Stated goal ▸
Pick out each line of the records in which the word "mask" appears, and copy those lines unchanged.

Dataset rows
------------------------

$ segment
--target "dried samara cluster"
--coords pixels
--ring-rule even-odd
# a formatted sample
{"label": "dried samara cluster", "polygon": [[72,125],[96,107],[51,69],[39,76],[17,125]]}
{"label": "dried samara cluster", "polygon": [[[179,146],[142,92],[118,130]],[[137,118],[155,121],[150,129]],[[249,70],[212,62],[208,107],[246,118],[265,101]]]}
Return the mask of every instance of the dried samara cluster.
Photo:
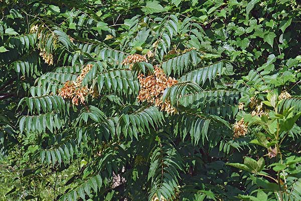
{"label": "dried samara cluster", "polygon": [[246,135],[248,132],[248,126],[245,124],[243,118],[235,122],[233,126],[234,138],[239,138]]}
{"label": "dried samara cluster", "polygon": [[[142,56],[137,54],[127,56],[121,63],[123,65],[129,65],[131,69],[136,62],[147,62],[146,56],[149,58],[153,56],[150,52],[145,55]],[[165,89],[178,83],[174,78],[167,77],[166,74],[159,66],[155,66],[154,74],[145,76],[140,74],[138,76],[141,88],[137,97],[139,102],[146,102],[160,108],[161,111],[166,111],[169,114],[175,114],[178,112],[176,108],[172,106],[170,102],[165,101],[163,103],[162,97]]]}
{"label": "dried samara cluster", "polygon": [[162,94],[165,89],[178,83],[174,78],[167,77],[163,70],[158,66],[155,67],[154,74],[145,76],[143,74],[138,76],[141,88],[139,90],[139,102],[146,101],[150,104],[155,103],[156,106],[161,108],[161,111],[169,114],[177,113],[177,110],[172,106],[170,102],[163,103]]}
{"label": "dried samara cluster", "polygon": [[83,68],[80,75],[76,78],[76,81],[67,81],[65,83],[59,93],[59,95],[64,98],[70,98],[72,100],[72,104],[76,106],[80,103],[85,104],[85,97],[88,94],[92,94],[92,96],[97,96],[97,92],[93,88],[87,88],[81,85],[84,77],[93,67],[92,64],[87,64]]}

------------------------

Complete output ▸
Return the mask of every instance of the dried samara cluster.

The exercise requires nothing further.